**PROBLEM SET**
- A) According to the passage on The Crown, which actress played the Queen when she was Princess Elizabeth in the first season?
- B) Write a continuation of the passage on The Crown, beginning right after its final sentence.

Netflix have long had plans in place should Queen Elizabeth die during its run. When the show first went into production, Stephen Daldry, one of the architects of The Crown’s success and director of some of the initial episodes of the first season (it starred Claire Foy as the Queen when she was Princess Elizabeth before ascending to the throne), vowed that if the show was in production it would stop for a respectable period of time.
“None of us know when that time will come but it would be right and proper to show respect to the Queen. It would be a simple tribute and a mark of respect. She’s a global figure and it’s what we should do,” he told Deadline back in 2016 when The Crown made its debut on Netflix.
”She’s an extraordinary woman and people will be upset,” Daldry said at the time. Peter Morgan has since made a statement: He wrote that “The Crown is a love letter to her and I’ve nothing to add for now, just silence and respect. I expect we will stop filming out of respect too.”
Facts Versus Fiction
Judi Dench may have written a scathing letter after the death of Queen Elizabeth II asking for a disclaimer to be placed on screen for Season 5 out of respect, but what happens behind closed doors in the show (fabricated or not) are the most interesting scenes. On the verge of their divorce being finalised, Charles comes to Diana’s home to bid farewell to their union. In a startlingly relaxed fashion, the two former partners begin discussing the many faults in their marriage, but soon the amicable tone is replaced by the usual frustration, rage and resentment they dealt with in their years together. It’s basically a one-act play, with explosive performances from West and Debicki.

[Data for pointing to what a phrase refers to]
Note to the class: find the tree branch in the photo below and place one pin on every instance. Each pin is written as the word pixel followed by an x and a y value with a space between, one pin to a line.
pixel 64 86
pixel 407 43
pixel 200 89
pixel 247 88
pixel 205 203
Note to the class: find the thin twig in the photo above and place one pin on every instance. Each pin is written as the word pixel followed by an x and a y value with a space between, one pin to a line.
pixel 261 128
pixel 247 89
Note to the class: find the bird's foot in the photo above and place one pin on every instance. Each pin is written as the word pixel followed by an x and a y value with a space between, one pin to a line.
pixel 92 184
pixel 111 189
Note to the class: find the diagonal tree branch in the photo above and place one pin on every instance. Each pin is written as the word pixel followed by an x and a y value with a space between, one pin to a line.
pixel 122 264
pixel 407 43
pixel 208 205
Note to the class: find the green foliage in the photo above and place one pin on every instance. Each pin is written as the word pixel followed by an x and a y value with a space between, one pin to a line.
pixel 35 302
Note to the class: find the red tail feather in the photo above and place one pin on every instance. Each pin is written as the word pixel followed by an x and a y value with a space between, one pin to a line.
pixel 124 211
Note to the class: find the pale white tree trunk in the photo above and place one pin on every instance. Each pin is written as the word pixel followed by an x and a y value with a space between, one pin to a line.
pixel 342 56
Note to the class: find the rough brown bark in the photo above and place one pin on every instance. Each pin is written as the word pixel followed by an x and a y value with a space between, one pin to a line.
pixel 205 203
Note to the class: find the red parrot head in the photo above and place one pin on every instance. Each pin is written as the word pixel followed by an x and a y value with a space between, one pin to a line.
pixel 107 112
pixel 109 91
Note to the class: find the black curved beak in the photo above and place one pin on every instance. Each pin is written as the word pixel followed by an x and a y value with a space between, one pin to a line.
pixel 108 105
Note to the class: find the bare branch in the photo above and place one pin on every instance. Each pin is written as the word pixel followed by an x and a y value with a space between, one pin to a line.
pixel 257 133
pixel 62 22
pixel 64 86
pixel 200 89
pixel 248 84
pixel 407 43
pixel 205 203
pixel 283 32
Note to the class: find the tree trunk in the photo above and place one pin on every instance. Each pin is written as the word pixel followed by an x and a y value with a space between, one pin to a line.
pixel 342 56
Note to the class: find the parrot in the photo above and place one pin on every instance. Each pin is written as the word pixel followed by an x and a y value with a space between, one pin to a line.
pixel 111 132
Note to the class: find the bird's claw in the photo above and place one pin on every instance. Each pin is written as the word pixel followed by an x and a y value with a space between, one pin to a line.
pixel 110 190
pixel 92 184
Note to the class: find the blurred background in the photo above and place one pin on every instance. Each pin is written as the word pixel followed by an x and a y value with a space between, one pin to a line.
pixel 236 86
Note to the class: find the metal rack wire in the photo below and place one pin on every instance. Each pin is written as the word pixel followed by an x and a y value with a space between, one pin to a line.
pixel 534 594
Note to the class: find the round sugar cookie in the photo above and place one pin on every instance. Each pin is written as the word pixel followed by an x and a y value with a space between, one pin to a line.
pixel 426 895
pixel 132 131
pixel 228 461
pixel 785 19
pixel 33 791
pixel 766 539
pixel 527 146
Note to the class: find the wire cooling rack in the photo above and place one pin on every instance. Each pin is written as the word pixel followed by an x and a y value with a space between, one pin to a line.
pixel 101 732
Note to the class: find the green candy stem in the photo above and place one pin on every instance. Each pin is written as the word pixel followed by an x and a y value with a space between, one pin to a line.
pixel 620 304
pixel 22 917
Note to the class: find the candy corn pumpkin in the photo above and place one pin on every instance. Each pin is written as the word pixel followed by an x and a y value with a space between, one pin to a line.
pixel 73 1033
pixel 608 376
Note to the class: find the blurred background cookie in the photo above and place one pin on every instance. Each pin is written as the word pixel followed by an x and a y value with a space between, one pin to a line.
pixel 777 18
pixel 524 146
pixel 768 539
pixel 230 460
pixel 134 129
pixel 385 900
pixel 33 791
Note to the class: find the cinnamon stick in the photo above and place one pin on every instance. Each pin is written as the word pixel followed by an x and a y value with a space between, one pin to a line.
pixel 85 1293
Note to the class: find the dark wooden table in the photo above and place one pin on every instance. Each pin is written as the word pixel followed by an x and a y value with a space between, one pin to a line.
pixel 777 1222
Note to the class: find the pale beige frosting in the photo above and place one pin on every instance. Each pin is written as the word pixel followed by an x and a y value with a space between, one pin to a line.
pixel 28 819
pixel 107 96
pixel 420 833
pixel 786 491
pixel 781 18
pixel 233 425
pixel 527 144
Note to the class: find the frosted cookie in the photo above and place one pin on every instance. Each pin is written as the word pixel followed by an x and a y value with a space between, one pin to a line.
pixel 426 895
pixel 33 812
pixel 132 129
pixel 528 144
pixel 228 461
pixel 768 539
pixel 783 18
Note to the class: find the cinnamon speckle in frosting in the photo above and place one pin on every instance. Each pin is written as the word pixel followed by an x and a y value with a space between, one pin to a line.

**ANSWERS FOR THIS EXERCISE**
- A) Claire Foy.

- B)
Imelda Staunton and Lesley Manville's Sisters Act
The return of Margaret’s old paramour Peter Townsend (played with great charm by Timothy Dalton) reignites Margaret’s resentment over being forced to break up with him back in the 1950s. Elizabeth unsurprisingly fails to win any sympathy in one argument in the season by insisting, “I denied you as Queen, not as your sister.” The scenes between veteran English actresses Imelda Staunton and Lesley Manville see their expertise and charisma shine through.
Manville plays a more settled version of the Queen’s fiery sister after her tumultuous portrayals by both Helena Bonham Carter and Vanessa Kirby in previous seasons – but an unexpected reminder of a past love causes some bitter reflection in series five. Manville earned critical acclaim for her starring role in BBC sitcom Mum, and also earned both BAFTA and Oscar nominations for her portrayal of Cyril in Phantom Thread. She recently starred in the comedy film Mrs Harris Goes to Paris.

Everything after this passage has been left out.